**REQUIRED ACTION 1**
In the case summary about the Eleventh Circuit FMLA ruling, rewrite the paragraph beginning "The next day, the two met" as a short bulleted list that keeps its main facts.
**REQUIRED ACTION 2**
Continue the case summary about the Eleventh Circuit FMLA ruling from the point where it stops.

**QUOTED PASSAGE**

═══

Eleventh Circuit Finds Depressed Employee's Leave Request Did Not Qualify as Protected FMLA Leave

It is common knowledge there are no magic words required for an eligible employee to make a valid request for FMLA leave.  But what happens when an employee makes a vague request?  The Eleventh Circuit answered this question in Hurley v. Kent of Naples, Inc. et al., No. 13-10298 (11th Cir. Mar. 20, 2014).  

Hurley, an executive, sent the CEO an e-mail that included a list of eleven weeks of vacation over a two year period.  The executive denied the request and asked to schedule a meeting to discuss the e-mail.  In response, Hurley sent another e-mail to the executive that said the vacation request "was not a request it was a schedule…I have been advised by my medical health/health professionals that my need to avail myself of vacation time that I have earned is no longer optional."  

The next day, the two met, and the executive terminated Hurley for insubordination and poor performance.   A week after Hurley's discharge, he visited his health care provider to secure FMLA paperwork, which reflected he did suffer from depression, but the duration and frequency of any incapacity was unknown.

Hurley filed suit alleging FMLA interference and retaliation, and the claims proceeded to trial, where he was awarded substantial damages.  The company appealed.

═══

**MATERIAL SHOWN**
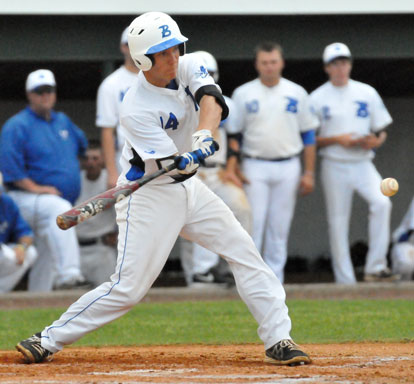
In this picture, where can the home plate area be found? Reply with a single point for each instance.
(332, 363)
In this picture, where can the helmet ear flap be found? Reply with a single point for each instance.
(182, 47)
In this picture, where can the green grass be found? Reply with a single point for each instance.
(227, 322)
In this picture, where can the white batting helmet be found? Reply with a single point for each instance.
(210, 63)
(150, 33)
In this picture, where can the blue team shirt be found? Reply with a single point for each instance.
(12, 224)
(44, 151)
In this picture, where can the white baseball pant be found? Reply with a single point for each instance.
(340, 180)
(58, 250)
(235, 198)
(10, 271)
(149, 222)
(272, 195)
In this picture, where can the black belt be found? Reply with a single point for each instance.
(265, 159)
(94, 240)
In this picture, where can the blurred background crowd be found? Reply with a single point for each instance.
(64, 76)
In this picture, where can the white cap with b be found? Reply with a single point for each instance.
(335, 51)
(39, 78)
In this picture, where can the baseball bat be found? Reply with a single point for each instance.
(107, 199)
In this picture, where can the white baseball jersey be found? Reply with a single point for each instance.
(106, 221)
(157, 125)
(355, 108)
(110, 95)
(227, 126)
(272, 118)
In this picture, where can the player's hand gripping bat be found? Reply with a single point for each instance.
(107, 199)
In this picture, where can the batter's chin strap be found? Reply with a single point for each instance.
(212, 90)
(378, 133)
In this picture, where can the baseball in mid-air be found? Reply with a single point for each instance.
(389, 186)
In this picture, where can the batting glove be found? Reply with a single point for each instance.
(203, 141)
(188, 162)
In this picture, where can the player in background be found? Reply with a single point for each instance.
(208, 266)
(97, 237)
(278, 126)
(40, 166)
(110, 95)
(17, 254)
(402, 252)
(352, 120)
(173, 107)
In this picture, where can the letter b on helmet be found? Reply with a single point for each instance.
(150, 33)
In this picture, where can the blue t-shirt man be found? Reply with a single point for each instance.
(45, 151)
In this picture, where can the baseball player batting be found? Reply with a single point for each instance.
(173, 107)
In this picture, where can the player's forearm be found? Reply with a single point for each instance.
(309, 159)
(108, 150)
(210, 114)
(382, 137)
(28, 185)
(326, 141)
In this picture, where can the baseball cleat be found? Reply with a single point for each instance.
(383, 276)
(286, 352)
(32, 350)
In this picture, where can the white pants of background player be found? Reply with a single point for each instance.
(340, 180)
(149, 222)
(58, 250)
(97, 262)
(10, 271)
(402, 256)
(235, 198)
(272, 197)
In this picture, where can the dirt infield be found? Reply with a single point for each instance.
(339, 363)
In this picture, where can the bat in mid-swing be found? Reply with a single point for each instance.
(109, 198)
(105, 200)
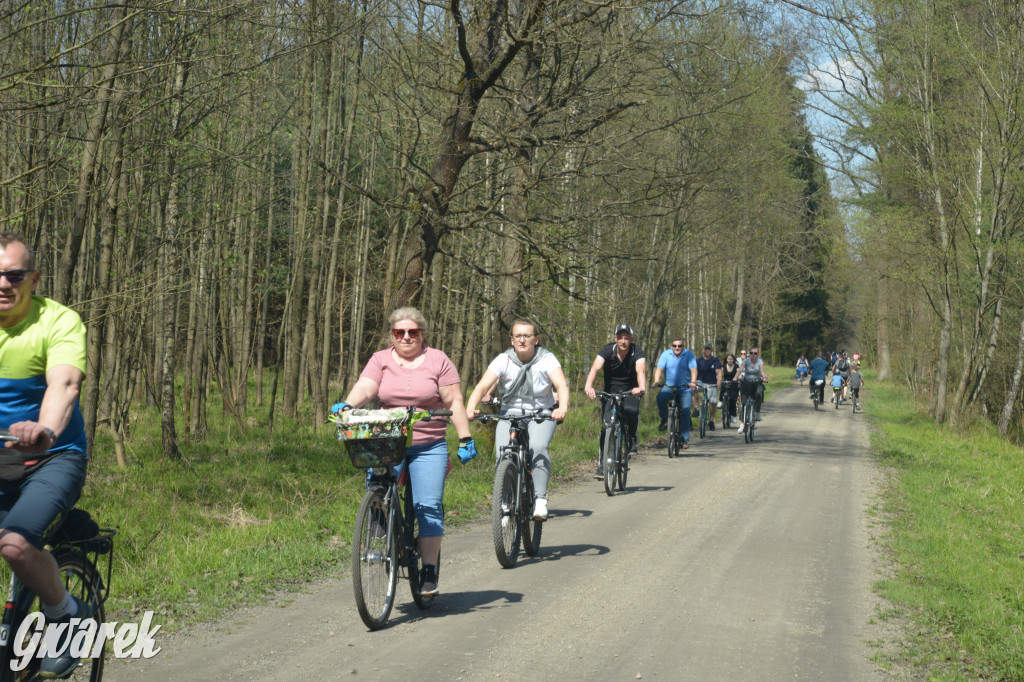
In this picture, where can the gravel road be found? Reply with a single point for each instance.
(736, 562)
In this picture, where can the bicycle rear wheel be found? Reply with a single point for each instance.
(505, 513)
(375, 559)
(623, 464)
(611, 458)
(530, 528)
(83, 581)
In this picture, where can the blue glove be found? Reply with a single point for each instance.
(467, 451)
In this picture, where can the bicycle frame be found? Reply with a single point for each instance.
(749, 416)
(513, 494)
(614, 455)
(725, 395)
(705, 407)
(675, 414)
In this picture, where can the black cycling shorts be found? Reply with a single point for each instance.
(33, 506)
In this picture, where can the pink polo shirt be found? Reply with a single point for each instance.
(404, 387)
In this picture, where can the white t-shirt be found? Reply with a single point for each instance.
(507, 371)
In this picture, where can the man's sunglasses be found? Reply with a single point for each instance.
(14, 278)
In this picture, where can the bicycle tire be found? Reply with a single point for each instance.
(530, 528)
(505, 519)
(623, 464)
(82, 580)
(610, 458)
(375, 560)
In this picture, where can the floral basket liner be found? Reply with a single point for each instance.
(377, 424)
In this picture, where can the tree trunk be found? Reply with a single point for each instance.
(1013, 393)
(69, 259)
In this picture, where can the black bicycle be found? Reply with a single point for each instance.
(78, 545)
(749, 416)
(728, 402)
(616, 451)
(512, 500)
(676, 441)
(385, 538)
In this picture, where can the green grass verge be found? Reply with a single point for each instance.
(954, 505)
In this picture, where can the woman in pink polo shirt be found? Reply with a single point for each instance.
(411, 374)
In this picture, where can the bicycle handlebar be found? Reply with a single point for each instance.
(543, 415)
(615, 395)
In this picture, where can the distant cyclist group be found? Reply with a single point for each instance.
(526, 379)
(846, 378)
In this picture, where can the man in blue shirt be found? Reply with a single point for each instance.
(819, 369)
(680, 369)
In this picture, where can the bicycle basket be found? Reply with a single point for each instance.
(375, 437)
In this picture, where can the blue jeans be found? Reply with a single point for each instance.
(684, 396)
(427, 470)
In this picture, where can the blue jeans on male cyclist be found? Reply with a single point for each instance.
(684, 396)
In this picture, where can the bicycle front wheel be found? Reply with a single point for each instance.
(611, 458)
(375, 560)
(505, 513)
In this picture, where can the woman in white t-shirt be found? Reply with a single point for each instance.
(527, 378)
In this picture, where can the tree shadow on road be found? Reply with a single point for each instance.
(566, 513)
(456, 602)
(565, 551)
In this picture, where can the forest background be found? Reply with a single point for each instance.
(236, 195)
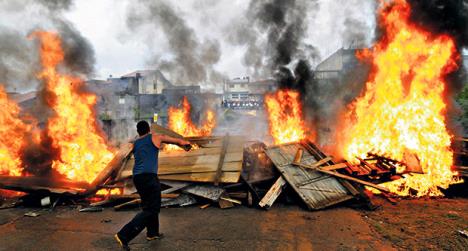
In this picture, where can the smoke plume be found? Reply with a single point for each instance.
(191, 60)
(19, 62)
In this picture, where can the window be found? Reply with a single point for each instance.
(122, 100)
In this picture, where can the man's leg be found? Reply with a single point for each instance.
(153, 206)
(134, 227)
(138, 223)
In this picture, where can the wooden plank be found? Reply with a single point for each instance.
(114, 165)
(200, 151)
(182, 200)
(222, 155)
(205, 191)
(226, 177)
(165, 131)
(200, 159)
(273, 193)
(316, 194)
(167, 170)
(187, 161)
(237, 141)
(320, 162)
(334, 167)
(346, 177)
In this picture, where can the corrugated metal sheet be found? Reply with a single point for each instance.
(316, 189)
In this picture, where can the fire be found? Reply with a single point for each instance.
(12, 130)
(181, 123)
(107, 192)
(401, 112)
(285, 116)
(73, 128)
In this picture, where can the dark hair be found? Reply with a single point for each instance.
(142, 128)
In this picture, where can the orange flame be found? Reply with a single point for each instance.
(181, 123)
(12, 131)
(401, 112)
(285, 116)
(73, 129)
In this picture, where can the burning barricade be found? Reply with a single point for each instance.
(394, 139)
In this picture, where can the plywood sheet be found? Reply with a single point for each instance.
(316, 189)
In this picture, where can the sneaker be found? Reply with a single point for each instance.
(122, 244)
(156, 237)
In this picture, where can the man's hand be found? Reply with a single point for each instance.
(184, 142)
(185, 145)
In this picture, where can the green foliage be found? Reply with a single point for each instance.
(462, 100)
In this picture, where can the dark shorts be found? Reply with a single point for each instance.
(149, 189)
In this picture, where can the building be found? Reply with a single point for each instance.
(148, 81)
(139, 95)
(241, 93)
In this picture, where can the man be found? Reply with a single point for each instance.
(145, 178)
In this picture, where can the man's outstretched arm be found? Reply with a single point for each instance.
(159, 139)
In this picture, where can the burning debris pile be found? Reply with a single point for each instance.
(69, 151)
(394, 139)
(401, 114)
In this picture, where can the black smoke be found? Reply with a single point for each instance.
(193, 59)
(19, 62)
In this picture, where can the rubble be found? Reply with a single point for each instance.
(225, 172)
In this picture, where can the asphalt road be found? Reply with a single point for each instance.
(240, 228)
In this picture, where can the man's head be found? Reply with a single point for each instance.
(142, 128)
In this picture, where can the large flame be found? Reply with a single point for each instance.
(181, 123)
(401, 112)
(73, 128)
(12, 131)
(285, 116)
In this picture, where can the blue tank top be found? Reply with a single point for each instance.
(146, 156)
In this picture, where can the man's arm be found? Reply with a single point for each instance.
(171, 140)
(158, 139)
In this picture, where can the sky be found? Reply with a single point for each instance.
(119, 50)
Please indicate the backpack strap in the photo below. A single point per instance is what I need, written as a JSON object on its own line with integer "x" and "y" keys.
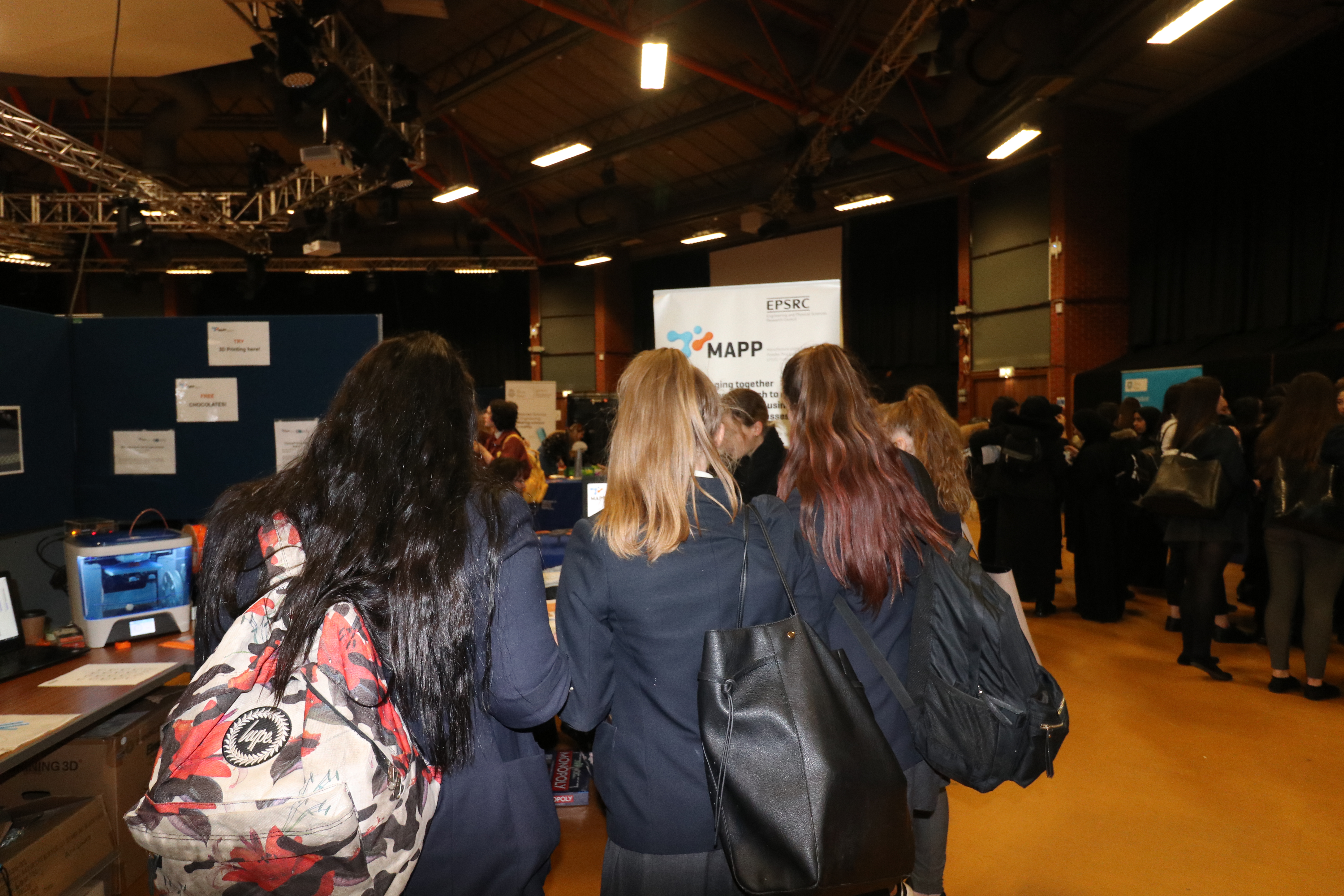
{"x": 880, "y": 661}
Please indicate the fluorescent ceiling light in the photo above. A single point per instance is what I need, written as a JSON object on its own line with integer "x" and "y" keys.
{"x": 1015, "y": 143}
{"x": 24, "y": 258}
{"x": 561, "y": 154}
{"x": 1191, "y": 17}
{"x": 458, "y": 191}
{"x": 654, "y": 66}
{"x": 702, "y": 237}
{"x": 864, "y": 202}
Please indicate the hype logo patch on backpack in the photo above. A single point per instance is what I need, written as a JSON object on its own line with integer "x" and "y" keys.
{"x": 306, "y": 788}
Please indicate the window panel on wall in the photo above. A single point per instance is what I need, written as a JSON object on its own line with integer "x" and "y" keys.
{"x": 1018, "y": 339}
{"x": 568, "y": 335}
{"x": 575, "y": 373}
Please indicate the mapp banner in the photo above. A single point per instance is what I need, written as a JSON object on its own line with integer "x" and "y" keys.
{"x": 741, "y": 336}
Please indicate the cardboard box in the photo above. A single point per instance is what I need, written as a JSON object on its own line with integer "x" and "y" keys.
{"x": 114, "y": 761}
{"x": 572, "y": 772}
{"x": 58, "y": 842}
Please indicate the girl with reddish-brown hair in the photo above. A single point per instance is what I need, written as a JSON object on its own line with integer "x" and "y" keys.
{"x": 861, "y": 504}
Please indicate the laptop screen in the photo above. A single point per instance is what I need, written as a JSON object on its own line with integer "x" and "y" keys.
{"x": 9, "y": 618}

═══

**WRITTEN REPLY 1**
- The day after Hurley's second e-mail, he and the executive met.
- The executive fired Hurley for insubordination and poor performance.
- A week after the firing, Hurley went to his health care provider to get FMLA paperwork.
- The paperwork showed that he did suffer from depression.
- It gave the duration and frequency of any incapacity as unknown.

**WRITTEN REPLY 2**
The Court's opinion addressed two important issues.  First, the company argued Hurley's requested leave did not qualify as protected FMLA leave; therefore, he could not maintain a valid interference claim.  The Court agreed, finding that Hurley's notice of the need for leave was sufficient, but that notice is only relevant to FMLA leave if the leave is protected.  Hurley admitted his leave (vacation) was not for a period of incapacity, or for treatment for such incapacity, and he could not predict any period of incapacity from his condition.  For these reasons, his leave request was not protected, and his interference claim failed.

Second, the Court rejected Hurley's argument that he only needed to provide notice of potentially qualifying FMLA leave, noting that "[o]therwise, the FMLA would apply to every leave request."

 This decision demonstrates that employees continue to test the boundaries of the FMLA.